▶ Instruction: Pick out and copy each line of the items below that contains the word "cushion". Case matters.

▶ A block of data:
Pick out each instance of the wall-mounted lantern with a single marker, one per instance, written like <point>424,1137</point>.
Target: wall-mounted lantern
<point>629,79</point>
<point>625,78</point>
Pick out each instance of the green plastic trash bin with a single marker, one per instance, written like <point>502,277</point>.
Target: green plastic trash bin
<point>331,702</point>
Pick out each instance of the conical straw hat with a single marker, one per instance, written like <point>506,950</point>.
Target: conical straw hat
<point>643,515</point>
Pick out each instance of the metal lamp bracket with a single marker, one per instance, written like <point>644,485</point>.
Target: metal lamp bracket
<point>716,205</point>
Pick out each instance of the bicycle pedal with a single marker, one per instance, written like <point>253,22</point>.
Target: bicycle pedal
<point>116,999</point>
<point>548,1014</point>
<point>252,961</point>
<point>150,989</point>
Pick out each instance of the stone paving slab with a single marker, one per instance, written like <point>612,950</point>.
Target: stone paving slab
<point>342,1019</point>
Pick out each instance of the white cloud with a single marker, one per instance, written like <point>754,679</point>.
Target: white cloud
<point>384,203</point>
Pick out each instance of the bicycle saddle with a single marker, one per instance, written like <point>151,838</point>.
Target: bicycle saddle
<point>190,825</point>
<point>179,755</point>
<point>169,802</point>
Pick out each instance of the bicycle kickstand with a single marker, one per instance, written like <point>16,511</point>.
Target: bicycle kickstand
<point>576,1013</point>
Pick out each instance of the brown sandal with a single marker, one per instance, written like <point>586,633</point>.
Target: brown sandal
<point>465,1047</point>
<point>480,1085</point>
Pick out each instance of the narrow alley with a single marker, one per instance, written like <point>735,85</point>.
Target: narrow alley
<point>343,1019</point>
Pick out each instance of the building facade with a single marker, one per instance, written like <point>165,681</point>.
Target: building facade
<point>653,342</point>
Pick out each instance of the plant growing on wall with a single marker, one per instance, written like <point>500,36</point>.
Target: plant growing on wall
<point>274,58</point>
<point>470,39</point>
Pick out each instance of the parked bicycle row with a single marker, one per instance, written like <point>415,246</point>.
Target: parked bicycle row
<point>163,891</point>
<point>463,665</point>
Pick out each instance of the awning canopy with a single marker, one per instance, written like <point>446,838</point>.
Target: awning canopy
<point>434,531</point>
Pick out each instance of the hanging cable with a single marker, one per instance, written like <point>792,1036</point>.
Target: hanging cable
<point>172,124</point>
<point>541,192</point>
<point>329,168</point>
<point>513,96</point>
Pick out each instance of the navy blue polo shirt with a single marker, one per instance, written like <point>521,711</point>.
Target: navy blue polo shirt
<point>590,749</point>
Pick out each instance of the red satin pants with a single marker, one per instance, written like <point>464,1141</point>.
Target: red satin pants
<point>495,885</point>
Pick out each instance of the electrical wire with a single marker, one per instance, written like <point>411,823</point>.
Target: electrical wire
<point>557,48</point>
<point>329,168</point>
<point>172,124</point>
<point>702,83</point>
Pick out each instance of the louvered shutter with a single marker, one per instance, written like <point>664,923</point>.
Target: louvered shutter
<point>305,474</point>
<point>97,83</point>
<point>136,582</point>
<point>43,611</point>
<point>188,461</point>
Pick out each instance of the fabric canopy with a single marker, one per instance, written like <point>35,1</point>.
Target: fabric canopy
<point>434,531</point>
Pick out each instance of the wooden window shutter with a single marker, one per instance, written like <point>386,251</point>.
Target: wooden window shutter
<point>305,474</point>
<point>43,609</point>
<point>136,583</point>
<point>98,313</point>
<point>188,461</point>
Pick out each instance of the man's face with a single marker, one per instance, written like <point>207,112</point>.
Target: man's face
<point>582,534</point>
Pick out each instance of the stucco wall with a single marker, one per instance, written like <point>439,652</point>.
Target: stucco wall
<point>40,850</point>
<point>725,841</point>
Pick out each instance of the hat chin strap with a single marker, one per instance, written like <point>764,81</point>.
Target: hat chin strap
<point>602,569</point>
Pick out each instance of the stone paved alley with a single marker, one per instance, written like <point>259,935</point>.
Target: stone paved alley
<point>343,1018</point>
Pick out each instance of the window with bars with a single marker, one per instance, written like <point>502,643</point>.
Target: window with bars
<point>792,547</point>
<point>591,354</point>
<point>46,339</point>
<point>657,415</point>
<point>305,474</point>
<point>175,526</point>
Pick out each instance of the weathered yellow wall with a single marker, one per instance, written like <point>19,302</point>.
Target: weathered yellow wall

---

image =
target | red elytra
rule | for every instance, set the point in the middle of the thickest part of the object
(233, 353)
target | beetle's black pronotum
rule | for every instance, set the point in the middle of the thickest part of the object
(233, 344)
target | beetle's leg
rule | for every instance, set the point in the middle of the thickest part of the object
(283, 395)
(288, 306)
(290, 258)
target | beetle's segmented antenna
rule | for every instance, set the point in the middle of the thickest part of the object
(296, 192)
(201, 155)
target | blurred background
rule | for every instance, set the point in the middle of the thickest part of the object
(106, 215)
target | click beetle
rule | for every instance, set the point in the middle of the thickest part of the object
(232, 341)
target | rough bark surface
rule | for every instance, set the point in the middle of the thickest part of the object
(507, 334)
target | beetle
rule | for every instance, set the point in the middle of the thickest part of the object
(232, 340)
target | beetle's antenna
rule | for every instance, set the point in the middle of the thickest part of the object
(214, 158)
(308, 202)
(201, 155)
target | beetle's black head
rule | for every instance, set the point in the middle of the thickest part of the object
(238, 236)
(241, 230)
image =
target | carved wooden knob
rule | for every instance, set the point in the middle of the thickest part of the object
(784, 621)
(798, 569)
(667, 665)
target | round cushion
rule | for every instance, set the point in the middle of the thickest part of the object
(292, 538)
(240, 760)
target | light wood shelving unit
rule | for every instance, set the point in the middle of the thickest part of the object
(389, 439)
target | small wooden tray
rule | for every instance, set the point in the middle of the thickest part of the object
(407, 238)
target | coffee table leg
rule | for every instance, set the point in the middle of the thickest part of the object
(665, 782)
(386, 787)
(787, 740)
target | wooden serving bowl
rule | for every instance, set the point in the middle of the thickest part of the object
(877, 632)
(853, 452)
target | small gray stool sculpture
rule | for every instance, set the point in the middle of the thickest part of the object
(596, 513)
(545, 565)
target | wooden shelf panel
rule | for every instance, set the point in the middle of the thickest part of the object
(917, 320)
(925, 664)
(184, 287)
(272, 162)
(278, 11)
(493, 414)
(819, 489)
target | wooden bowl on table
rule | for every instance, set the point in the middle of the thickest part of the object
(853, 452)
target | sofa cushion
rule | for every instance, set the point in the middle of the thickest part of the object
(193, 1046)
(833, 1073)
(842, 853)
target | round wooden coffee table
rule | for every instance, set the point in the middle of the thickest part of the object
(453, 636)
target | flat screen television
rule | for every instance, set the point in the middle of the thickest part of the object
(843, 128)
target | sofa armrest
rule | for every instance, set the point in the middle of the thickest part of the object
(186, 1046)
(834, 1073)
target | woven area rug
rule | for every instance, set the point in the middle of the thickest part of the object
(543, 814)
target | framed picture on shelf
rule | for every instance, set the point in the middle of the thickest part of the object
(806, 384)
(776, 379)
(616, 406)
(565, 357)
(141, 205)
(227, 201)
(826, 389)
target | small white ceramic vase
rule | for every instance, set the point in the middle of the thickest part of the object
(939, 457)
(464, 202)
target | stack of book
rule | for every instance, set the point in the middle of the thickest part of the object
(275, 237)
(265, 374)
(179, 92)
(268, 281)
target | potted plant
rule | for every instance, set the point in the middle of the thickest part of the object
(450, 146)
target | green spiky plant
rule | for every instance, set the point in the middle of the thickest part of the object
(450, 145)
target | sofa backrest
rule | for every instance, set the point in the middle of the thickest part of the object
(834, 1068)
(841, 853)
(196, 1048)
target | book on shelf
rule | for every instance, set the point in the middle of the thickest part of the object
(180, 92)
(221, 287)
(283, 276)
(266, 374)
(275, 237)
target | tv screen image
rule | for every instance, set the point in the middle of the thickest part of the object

▶ Solution below:
target | round cushion
target | sofa cushion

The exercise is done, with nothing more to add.